■ Directive ■
Your task is to extract the lines from the one holding "Point to the clear" through the end of the material. Set them down exactly and add nothing.

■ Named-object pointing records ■
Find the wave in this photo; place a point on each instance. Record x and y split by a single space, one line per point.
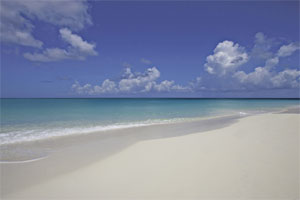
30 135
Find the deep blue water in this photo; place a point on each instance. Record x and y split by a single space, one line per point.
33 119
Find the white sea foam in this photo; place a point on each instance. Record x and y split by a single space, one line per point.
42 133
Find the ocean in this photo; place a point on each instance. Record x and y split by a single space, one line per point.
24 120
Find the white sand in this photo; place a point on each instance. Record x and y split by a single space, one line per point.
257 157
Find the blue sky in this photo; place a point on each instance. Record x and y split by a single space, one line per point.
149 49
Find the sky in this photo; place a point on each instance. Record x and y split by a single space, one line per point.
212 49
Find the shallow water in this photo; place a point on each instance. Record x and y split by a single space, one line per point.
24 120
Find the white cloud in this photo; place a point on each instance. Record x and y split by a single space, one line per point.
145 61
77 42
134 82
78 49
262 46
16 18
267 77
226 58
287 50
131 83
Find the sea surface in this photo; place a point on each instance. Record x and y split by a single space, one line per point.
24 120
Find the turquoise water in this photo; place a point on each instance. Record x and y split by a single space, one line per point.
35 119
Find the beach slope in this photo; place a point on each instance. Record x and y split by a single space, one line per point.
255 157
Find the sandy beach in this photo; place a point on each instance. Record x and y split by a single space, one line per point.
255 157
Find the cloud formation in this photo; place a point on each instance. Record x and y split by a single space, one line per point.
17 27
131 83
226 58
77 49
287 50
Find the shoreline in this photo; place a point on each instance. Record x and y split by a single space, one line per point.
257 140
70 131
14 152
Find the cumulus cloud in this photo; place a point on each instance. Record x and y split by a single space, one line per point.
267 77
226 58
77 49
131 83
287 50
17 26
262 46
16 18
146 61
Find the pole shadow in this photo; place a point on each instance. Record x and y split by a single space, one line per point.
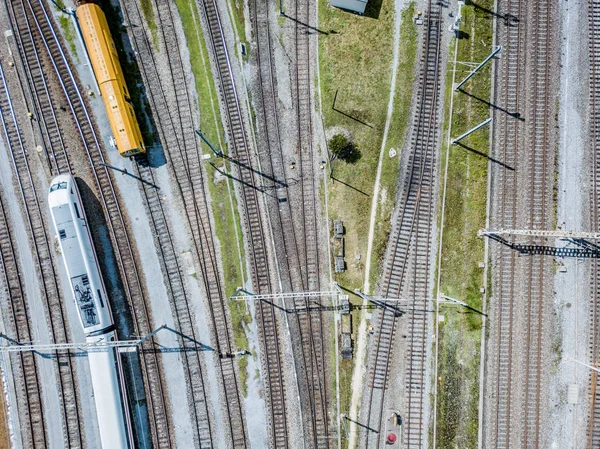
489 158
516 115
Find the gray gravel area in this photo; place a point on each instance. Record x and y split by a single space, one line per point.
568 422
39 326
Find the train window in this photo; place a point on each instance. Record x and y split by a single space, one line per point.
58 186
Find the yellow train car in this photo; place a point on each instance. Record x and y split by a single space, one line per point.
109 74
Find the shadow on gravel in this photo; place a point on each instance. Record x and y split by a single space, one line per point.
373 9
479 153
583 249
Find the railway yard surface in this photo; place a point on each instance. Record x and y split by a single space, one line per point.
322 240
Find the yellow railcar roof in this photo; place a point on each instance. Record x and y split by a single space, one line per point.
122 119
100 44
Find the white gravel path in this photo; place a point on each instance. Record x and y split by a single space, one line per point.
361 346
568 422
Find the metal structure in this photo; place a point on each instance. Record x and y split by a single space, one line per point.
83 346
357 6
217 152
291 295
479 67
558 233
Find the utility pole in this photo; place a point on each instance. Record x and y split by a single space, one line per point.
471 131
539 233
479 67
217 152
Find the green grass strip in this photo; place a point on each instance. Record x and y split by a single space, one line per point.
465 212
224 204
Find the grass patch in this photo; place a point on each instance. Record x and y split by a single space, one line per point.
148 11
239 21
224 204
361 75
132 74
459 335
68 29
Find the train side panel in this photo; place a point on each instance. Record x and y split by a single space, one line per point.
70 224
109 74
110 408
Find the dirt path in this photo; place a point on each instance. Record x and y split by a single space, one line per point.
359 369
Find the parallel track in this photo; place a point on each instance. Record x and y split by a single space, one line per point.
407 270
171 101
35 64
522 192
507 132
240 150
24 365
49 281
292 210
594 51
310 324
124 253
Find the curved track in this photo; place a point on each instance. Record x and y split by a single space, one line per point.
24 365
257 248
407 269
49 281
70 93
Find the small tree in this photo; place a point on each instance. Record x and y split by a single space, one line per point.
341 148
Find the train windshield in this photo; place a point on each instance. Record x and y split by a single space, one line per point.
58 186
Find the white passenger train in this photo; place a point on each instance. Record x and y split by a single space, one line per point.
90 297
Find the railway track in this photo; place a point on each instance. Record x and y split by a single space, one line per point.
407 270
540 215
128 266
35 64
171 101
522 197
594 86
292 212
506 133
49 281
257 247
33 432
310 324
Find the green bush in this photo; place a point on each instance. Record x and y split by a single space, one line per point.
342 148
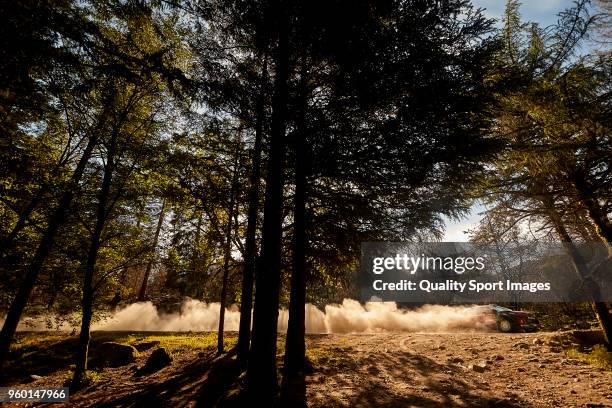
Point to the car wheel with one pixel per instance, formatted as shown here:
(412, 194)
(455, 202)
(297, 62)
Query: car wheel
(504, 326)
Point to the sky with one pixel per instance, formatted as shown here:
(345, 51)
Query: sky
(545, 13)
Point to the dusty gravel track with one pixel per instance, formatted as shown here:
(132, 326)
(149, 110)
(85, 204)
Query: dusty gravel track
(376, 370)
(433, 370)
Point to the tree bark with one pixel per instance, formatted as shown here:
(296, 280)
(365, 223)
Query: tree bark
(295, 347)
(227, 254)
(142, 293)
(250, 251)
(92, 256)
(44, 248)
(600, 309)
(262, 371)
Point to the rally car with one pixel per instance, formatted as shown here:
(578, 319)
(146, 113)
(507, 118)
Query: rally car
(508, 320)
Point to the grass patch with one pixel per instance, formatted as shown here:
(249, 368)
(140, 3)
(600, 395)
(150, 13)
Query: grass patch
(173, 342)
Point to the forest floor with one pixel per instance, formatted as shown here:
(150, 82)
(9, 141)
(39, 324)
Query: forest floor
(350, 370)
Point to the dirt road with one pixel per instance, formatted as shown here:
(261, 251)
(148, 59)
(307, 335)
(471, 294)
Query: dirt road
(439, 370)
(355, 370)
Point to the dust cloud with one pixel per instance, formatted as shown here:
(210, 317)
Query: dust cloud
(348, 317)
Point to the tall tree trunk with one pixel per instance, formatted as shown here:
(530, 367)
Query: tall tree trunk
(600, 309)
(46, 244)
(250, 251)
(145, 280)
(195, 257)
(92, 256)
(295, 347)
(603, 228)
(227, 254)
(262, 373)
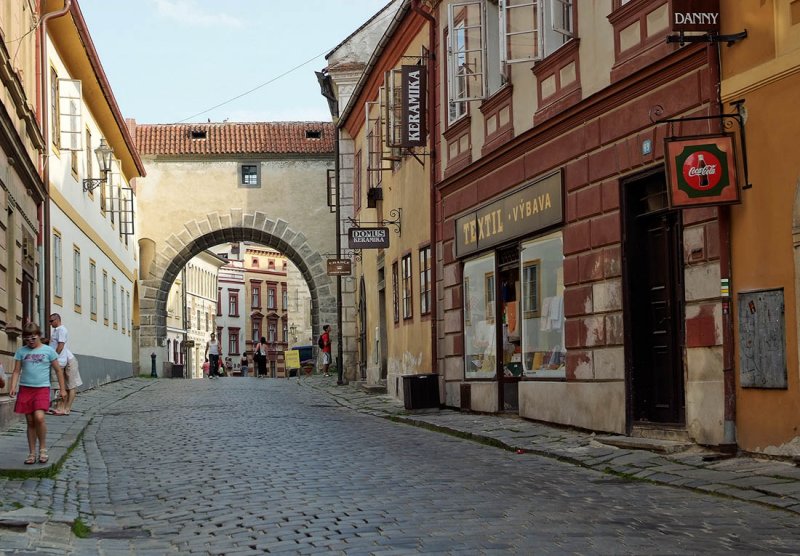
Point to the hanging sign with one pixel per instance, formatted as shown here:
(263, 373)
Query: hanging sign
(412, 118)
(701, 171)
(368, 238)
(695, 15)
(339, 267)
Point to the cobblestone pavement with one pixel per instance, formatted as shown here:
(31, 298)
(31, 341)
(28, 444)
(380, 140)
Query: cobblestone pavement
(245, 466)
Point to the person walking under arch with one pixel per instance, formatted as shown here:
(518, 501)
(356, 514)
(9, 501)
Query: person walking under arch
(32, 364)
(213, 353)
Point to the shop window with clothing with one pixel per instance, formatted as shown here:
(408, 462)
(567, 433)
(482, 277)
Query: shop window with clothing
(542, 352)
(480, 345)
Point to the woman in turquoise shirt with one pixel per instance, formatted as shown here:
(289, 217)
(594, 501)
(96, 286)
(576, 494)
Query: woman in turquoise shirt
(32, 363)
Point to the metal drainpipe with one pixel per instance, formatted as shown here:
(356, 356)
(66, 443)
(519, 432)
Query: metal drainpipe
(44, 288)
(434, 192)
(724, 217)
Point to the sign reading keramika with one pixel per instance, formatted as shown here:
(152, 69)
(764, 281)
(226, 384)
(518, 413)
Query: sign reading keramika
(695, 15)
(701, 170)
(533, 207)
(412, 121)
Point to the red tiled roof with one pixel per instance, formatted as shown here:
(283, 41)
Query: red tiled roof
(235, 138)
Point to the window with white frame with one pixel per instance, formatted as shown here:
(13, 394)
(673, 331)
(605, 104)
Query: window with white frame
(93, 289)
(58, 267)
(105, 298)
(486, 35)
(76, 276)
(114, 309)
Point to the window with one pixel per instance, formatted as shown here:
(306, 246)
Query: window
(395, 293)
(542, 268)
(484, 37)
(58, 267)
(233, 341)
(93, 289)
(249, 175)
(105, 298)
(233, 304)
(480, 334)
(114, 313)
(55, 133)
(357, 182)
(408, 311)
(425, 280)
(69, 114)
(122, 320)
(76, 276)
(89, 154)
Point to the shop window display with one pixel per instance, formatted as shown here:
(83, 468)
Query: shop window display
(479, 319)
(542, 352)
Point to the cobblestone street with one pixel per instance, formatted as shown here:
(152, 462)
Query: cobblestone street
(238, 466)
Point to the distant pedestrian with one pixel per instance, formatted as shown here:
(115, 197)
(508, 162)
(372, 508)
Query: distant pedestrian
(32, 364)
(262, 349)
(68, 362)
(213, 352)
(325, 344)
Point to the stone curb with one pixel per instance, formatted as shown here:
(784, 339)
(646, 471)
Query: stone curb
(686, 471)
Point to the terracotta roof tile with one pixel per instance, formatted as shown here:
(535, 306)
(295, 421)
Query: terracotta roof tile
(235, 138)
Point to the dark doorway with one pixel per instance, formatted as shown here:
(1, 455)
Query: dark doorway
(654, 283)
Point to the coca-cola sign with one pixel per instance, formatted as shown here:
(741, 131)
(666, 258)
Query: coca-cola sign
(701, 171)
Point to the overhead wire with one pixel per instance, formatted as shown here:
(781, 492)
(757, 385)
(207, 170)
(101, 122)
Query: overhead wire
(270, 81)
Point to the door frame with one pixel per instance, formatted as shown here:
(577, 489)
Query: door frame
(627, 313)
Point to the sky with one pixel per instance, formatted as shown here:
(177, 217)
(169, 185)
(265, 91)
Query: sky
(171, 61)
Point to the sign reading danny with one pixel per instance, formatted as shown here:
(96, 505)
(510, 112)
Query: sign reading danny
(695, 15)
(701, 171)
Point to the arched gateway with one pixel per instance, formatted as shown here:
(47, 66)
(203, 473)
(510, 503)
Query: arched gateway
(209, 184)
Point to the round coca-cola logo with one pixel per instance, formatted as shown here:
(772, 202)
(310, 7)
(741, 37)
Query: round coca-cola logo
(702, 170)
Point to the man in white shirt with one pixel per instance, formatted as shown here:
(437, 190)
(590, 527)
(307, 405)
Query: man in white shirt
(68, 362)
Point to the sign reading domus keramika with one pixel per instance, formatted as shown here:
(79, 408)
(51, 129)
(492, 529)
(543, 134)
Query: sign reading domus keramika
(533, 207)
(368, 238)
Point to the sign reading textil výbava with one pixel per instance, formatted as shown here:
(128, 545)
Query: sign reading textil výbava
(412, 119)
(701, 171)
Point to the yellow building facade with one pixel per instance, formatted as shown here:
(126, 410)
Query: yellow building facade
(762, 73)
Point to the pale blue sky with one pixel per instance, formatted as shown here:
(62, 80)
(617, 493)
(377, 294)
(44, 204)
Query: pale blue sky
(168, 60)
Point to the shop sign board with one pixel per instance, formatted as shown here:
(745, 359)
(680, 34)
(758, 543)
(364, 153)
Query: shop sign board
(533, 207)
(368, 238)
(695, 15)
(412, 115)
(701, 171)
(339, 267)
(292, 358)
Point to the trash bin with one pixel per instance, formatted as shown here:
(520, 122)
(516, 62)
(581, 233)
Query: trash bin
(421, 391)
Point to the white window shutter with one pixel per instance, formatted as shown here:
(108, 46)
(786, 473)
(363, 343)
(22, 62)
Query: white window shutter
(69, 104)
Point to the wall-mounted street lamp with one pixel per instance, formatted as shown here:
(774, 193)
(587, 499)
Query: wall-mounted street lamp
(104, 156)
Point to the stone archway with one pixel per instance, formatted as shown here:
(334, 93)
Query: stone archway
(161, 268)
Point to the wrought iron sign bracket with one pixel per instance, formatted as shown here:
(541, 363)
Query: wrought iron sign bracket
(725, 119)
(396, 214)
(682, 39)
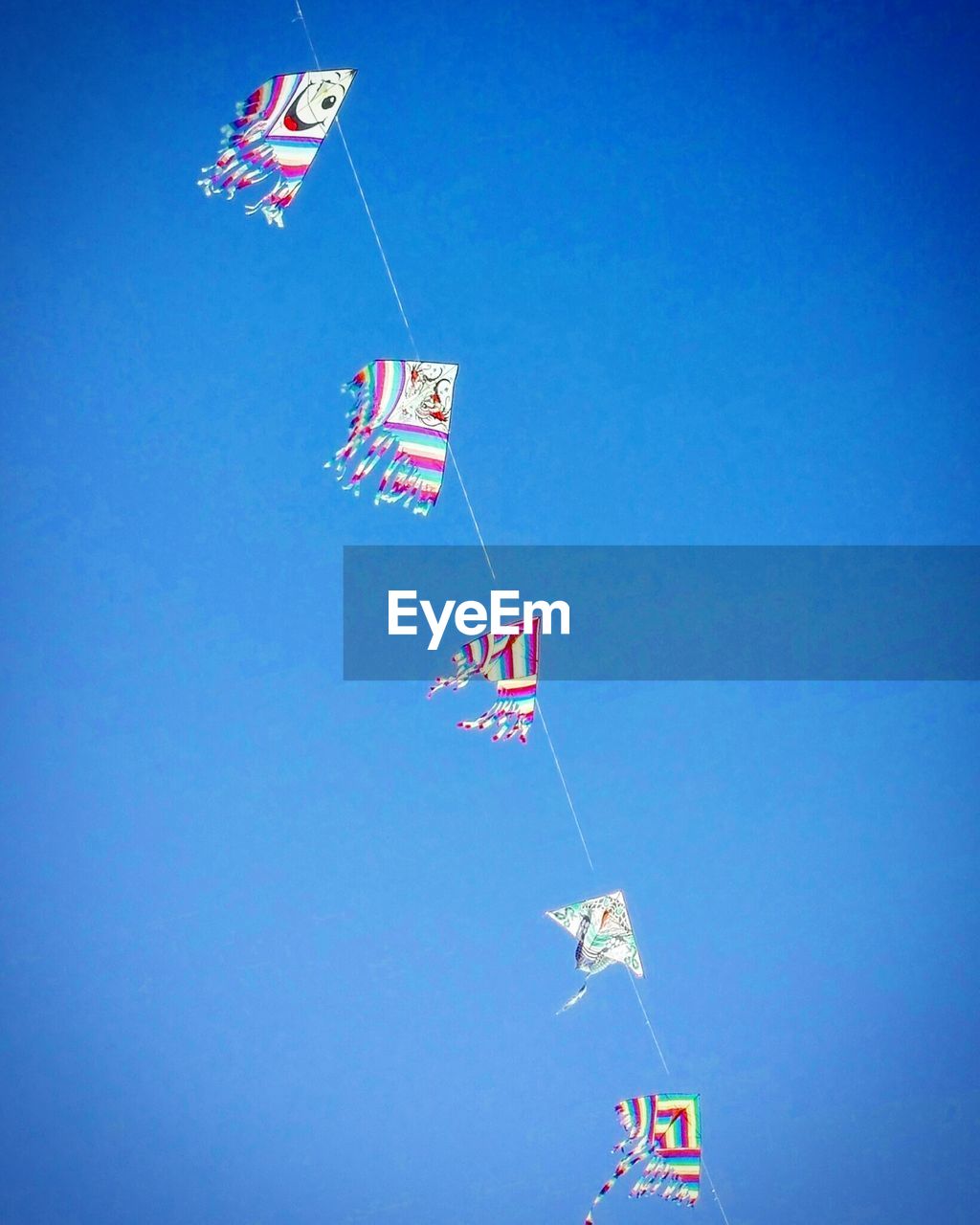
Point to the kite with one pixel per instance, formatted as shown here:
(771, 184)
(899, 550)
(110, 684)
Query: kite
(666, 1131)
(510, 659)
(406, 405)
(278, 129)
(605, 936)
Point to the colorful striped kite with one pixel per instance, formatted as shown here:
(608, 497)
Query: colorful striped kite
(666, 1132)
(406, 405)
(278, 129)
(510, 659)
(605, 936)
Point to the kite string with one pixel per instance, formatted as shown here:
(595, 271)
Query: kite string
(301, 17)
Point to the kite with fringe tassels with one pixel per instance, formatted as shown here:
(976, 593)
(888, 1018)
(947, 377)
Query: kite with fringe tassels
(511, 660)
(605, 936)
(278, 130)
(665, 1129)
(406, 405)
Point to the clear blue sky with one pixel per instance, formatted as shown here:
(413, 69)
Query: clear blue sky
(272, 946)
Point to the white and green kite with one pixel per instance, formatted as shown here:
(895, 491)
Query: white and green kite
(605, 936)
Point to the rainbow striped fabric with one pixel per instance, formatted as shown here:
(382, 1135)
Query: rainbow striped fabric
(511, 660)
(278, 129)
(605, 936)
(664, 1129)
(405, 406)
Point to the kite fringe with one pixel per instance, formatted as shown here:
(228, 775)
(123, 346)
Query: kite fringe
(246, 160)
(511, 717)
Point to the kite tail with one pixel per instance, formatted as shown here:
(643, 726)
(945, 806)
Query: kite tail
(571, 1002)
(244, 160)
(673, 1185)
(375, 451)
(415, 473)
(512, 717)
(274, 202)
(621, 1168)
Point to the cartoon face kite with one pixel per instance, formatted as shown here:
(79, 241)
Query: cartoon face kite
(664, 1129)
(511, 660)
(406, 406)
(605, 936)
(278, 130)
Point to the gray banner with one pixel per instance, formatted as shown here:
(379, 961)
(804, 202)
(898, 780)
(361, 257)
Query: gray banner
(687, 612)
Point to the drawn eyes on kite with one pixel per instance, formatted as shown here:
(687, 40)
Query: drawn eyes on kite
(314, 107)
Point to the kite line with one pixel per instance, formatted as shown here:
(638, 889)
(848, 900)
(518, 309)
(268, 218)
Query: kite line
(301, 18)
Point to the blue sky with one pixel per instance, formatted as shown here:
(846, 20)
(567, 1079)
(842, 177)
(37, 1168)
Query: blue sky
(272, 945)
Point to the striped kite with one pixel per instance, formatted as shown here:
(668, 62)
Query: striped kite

■ Response to the task ■
Point to the clear blue sky with one pixel per instance, formatted as shown here:
(413, 69)
Query: clear blue sky
(272, 946)
Point to the white and green kite with one pixel per instance, formatted as shown here:
(895, 491)
Query: white and green kite
(605, 936)
Point to the rainbow striped fabric with one pixel per instance, formatted as shown here:
(382, 1135)
Query: rainbow striped fabric
(511, 660)
(278, 129)
(605, 936)
(664, 1129)
(405, 406)
Point to the kite fringe with one pixel per instance, formatted as shown here:
(228, 775)
(123, 346)
Query: kite fringe
(246, 160)
(511, 717)
Point to the kite tail with one pixel per instance, formatted as shown here:
(643, 726)
(945, 806)
Query: kite tail
(571, 1002)
(244, 160)
(673, 1185)
(375, 451)
(415, 473)
(512, 717)
(274, 202)
(621, 1168)
Point to the cartoon face kite with one pixel per instance, formatted as shown here:
(79, 241)
Query: cartoon face kite
(664, 1129)
(511, 660)
(406, 406)
(605, 936)
(278, 130)
Point to the gray banner with one pixel per instance, formatted as shown here:
(379, 961)
(804, 202)
(898, 780)
(361, 257)
Query: gray banner
(687, 612)
Point to the drawn eyes on kite with one pixel per instance, formatted as shown here:
(687, 40)
Query: drawn eyes on kite
(314, 107)
Point to the kite line with one pixel per instance, formatted as shown here:
(638, 889)
(848, 900)
(518, 309)
(268, 218)
Query: kite line
(301, 18)
Point to the blue sky with one pixel per instance, formatted as shown here:
(846, 20)
(567, 1079)
(842, 177)
(37, 1168)
Query: blue sky
(272, 945)
Point to the striped kite with one pixel per instance, formatted as shown here:
(668, 62)
Query: striped kite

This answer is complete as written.